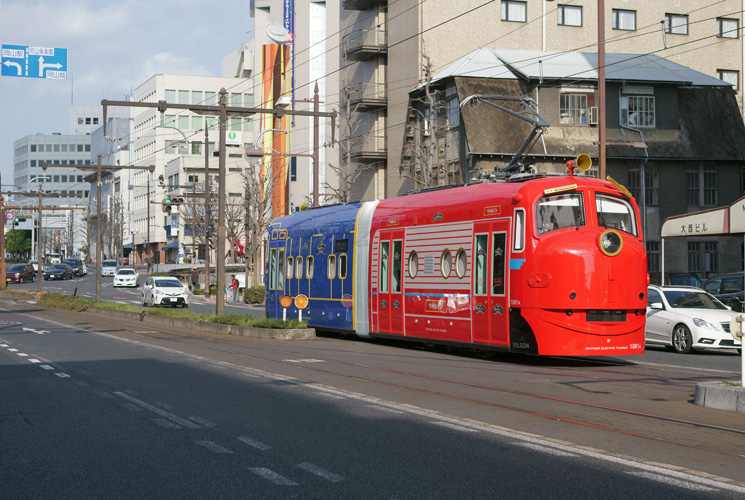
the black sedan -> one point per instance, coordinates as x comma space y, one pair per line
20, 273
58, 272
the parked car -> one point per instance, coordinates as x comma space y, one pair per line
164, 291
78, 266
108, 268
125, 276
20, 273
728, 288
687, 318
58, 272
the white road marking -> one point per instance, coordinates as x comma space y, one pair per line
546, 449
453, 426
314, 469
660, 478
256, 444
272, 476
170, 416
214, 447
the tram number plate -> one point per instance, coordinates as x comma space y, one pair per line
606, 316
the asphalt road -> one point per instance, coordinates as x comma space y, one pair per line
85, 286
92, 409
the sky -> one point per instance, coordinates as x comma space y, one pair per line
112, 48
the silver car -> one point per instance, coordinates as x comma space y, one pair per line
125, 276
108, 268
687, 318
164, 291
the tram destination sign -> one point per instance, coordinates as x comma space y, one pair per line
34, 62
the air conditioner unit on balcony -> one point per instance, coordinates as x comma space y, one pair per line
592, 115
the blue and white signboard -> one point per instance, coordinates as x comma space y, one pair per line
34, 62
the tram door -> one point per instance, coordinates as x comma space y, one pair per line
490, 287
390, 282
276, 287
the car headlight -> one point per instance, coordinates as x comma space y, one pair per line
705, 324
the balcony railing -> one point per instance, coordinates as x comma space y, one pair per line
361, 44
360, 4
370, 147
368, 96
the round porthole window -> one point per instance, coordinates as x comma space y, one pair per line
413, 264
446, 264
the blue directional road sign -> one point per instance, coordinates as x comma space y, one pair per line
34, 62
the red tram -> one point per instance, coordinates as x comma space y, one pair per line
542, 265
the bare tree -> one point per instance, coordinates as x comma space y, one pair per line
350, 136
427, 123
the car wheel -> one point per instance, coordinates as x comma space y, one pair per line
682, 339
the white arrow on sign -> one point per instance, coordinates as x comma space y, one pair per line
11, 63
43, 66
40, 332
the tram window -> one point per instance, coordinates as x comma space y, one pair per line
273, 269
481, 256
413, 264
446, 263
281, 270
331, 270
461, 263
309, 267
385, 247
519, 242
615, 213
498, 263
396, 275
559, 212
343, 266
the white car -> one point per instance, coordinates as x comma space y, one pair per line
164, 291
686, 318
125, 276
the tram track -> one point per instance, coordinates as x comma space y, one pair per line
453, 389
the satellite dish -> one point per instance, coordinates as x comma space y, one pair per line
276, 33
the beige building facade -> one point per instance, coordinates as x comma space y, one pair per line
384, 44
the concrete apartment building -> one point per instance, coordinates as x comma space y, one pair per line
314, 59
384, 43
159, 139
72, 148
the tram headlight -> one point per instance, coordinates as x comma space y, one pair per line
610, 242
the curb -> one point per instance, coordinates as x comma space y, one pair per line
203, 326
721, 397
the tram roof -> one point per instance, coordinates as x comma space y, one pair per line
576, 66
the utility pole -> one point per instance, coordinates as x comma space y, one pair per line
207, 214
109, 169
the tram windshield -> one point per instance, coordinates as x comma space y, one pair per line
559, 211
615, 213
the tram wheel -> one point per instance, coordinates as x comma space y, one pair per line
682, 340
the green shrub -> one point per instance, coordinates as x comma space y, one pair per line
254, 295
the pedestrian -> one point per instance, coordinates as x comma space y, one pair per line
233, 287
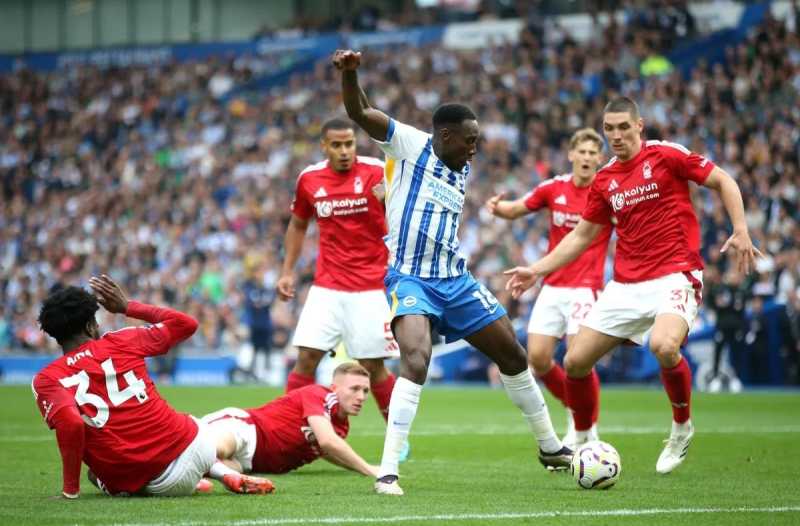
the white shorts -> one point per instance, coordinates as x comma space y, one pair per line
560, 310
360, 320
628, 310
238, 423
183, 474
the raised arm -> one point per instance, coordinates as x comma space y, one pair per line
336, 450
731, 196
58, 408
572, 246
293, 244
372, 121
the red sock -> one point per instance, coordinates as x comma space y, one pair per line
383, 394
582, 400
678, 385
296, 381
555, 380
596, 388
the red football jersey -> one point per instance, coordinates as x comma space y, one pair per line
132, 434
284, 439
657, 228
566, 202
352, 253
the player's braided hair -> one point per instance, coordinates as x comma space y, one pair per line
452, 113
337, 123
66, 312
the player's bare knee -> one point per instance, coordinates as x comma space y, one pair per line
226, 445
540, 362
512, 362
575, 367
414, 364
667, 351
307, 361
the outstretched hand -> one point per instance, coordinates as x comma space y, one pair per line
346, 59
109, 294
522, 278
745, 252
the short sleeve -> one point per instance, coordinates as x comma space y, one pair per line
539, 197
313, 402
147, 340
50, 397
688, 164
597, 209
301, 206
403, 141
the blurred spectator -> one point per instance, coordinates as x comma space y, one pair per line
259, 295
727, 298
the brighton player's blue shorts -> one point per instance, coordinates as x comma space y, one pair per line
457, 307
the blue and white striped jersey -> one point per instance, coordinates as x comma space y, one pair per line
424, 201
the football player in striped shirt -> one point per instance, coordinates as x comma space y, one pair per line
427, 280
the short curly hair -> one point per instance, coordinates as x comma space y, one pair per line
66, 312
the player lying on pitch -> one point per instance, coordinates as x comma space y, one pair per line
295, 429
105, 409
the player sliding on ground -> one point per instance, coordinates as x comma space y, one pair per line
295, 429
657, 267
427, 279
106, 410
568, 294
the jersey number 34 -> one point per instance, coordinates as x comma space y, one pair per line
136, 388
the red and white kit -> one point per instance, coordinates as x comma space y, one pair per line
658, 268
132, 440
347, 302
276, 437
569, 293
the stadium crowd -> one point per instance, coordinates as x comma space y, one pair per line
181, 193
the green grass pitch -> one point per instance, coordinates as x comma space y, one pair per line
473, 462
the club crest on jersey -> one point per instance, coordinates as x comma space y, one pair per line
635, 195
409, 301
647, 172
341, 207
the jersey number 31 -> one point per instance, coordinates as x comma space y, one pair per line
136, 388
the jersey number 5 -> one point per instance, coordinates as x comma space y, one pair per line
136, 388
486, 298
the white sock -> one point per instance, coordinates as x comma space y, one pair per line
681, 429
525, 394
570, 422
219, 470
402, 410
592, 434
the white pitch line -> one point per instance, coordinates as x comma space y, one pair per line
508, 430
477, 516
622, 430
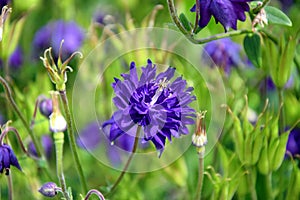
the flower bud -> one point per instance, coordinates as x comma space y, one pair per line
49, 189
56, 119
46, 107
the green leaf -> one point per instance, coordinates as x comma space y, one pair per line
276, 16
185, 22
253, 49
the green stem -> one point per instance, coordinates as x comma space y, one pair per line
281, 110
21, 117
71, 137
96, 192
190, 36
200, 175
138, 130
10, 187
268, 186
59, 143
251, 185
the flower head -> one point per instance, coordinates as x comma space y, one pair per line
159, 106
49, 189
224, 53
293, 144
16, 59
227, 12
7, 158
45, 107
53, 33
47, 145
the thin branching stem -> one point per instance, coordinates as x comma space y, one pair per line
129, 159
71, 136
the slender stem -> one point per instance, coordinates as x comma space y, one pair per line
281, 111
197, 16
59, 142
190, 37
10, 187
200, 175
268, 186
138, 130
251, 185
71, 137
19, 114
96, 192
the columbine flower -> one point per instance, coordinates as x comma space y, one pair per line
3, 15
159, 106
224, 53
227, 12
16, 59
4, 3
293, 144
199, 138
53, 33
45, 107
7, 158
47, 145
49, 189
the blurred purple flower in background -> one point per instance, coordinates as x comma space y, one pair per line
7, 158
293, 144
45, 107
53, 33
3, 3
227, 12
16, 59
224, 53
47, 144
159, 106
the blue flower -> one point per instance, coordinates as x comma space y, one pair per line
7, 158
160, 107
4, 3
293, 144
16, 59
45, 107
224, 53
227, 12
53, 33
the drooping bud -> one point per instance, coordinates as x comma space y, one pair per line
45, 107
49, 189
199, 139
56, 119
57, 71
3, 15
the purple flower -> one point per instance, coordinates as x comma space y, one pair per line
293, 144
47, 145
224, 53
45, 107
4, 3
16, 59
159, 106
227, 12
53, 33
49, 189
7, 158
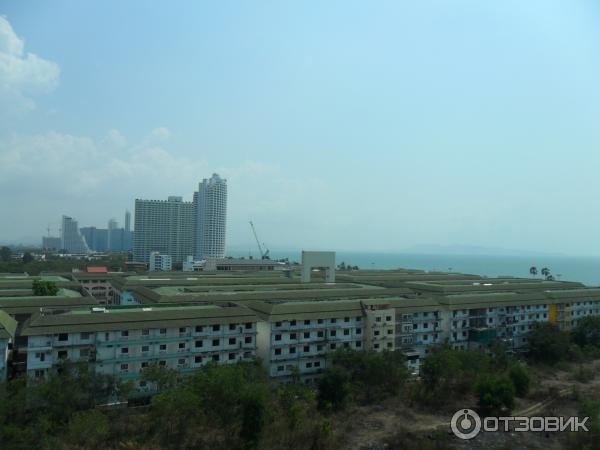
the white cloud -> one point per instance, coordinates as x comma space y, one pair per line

• _Required work_
Write out the records above exactly as they stand, leaving out every picture.

• _Written solution_
the black sedan -> one point per instance, coordinates as x comma space y, one pair per line
20, 273
58, 272
the parked car -> one point per instance, coordinates as x comma space y, one pair per line
164, 291
78, 266
108, 268
125, 276
20, 273
728, 288
687, 318
58, 272
the white road marking -> one point per instance, coordinates as x comma space y, one pair per line
546, 449
453, 426
314, 469
660, 478
256, 444
272, 476
170, 416
214, 447
the tram number plate -> one point per instance, coordinates as x comma space y, one pair per line
606, 316
the asphalt road -> one point per instance, coordinates as x comma space y, one pair per line
85, 286
92, 409
the sky -> one point per instance, coordinates as x comma space y, one pair per line
112, 48
the silver car -> one point per instance, coordinates as x comma space y, one pair per line
125, 276
108, 268
687, 318
164, 291
the tram destination sign -> one point per instance, coordinates as x comma space y, one pair per line
34, 62
the air conditioner unit on balcony -> one point per instance, coordinates as x comma space y, one pair per line
592, 115
the blue and white signboard -> one point per instance, coordinates as x comma space y, one pair per line
34, 62
the tram door -> one point per instance, coordinates as x comma space y, one pair per line
490, 287
390, 282
276, 287
the car headlight -> one point per instance, coordinates as x comma space y, one pair per line
705, 324
the balcony railing -> one point per instance, coordinates as x comma space y, one pair per line
361, 44
360, 4
370, 147
368, 96
the round porthole window -> one point per instance, coordinates as x comma space y, one pair per line
413, 264
446, 264
the blue directional road sign -> one point per instance, coordinates as x comma space y, one pair per line
34, 62
the red tram -> one point per instance, coordinates as x comma space y, one pair per line
542, 265
the bare tree -> one point per instance, coordinates as x comma space y, one pair per line
350, 136
427, 123
the car wheel -> one point per instance, coordinates as x comma space y, one pair per line
682, 339
the white arrow on sign -> one point per instance, coordinates as x comma space y, one pair per line
11, 63
43, 66
40, 332
the tram window -> one point per instance, coordinates as x comma space y, one pair per line
273, 269
481, 256
413, 264
446, 263
281, 270
331, 270
461, 263
309, 267
385, 247
519, 242
615, 213
498, 263
396, 275
559, 212
343, 266
the white car -> one point per instance, coordinates as x comma space y, one pair per line
164, 291
686, 318
125, 276
the tram track -> one point per instance, coordinates as x comma space y, one pair per line
453, 389
the satellite dish -> one point per instance, coordinates as x comma space y, one pair per line
276, 33
the beige building facade -> one point per instance, coordinates as x comma space y, one pair per line
384, 44
the concrete apartment building -> one point per instance, coordinates as x comma space y, one pair per line
314, 59
384, 43
159, 139
72, 148
the tram headlight -> one point per instance, coordinates as x comma space y, one pair per line
610, 242
the curb -> one point per instance, coordinates as x comma space y, one pair per line
203, 326
721, 397
the tram roof -> one point per instance, coordinates as x comma space y, one pair per line
576, 66
the utility pole -> one point per instance, coordinates as x comma space y, one pair per line
207, 214
109, 169
the tram windshield -> one point per instance, coordinates as x comma space y, one pair per line
559, 211
615, 213
the tram wheel -> one point per instance, coordinates as x comma space y, one pair per line
682, 340
the green shrub -> one point per instance, coordinates as x comma space y, one pair per line
254, 295
the pedestrian -> one point per instance, coordinates as x comma space y, one pair per line
233, 287
the white shorts -> one point per instance, coordinates as x comma space y, one pair per line
560, 310
360, 320
628, 310
238, 423
183, 474
the raised arm -> one point per instance, coordinates as x comma space y, one pair per line
336, 450
731, 196
58, 408
572, 246
293, 244
372, 121
the red sock -> one point per instance, coordinates as x comma space y, one pair per line
383, 394
582, 400
678, 385
296, 381
555, 380
596, 388
the red football jersey -> one point per instance, coordinates as x comma space y, one pair per line
132, 434
284, 439
657, 228
566, 202
352, 253
the player's braided hair -> one point per instance, coordinates as x comma space y, one pair per line
452, 113
337, 123
66, 312
the player's bare knee -> one point per instance, coordinates as x comma space y, one pair per line
226, 445
540, 362
512, 362
575, 367
414, 364
667, 351
307, 361
the outstretched hand -> one point per instance, coordinates as x comma space y, one pair per line
346, 59
109, 294
522, 278
745, 252
the short sleeve -> one point per instance, coordinates as x comma space y, one pair per line
539, 197
313, 402
147, 340
50, 397
688, 164
597, 209
301, 206
403, 141
the blurred spectator -> one point per instance, coordinates as x comma space y, one pair per line
259, 295
727, 298
the brighton player's blue shorts -> one point per instance, coordinates as x comma space y, one pair per line
457, 307
the blue and white striped jersey -> one point per instance, coordinates as x comma space y, one pair per line
424, 201
the football player in striped shirt -> one point per instance, coordinates as x comma space y, one pair per line
427, 280
the short curly hair -> one point per instance, coordinates as x comma space y, one pair per line
66, 312
the player lying on pitch -> one point per instance, coordinates as x comma space y, one pair per line
295, 429
105, 409
the player sliding on ground -> one point per instance, coordinates as x comma space y, one pair per line
295, 429
657, 267
427, 279
106, 410
568, 294
the jersey number 34 -> one point per instance, coordinates as x comma space y, one pair per line
136, 388
the red and white kit -> one point per instance, coordinates as x comma space y, one pair per line
658, 268
132, 440
347, 302
276, 437
569, 293
the stadium crowd -> one point per instance, coordinates as x comma space y, one pair per line
181, 193
the green grass pitch -> one point per instance, coordinates as x comma space y, one pair per line
473, 462
the club crest on jersey -> one point per instance, coordinates as x comma space y, one pair per line
635, 195
409, 301
647, 172
341, 207
the jersey number 31 -> one point per instance, coordinates as x comma space y, one pair per line
136, 388
the jersey number 5 -> one point per instance, coordinates as x comma space y, one pair per line
136, 388
486, 298
the white sock -> one point per instance, coordinates as x comma space y, one pair per line
681, 429
525, 394
570, 422
219, 470
402, 410
592, 434
the white pitch line -> one point per instance, coordinates as x comma space y, one pair per line
508, 430
477, 516
622, 430
the flower bud -> one point per instance, coordinates as x comma space y, one pair per line
49, 189
56, 119
46, 107
the green leaf -> one point per instance, coordinates as x comma space y, one pair per line
276, 16
185, 22
253, 49
the green stem -> one point per instance, coordinates as x comma space y, one pair per line
281, 110
21, 117
71, 137
96, 192
190, 36
200, 175
138, 130
10, 187
268, 186
59, 143
251, 185
the flower head -> one point per instance, coordinates as x comma space y, one pair per line
159, 106
49, 189
224, 53
293, 144
16, 59
227, 12
7, 158
45, 107
53, 33
47, 145
the thin branching stem -> one point per instance, coordinates as x comma space y, one pair per line
129, 159
71, 136
the slender stem -> one point per instance, coordinates as x comma space y, one pair per line
281, 111
197, 16
59, 142
190, 37
10, 187
200, 175
268, 186
138, 130
251, 185
71, 137
19, 114
96, 192
the columbine flower -> one point per instance, coordinates as x comma space y, one pair per line
3, 15
159, 106
224, 53
227, 12
16, 59
4, 3
293, 144
199, 138
53, 33
45, 107
7, 158
47, 145
49, 189
the blurred purple flower in background -> one point per instance, coordinates as x comma space y, one pair per line
7, 158
293, 144
45, 107
53, 33
3, 3
227, 12
16, 59
224, 53
47, 144
159, 106
the blue flower -> one point per instance, coordinates as x comma space y, one pair per line
7, 158
160, 107
4, 3
293, 144
16, 59
45, 107
224, 53
227, 12
53, 33
the drooping bud -> one point per instance, coordinates as x comma space y, one pair per line
45, 107
49, 189
199, 139
56, 119
57, 71
3, 15
the purple flower -> one point per instance, coordinates as x comma space y, one pair per line
293, 144
47, 145
224, 53
45, 107
4, 3
16, 59
159, 106
227, 12
53, 33
49, 189
7, 158
the white cloud -> one point per instance, coordinates as x comma space y, one pair per line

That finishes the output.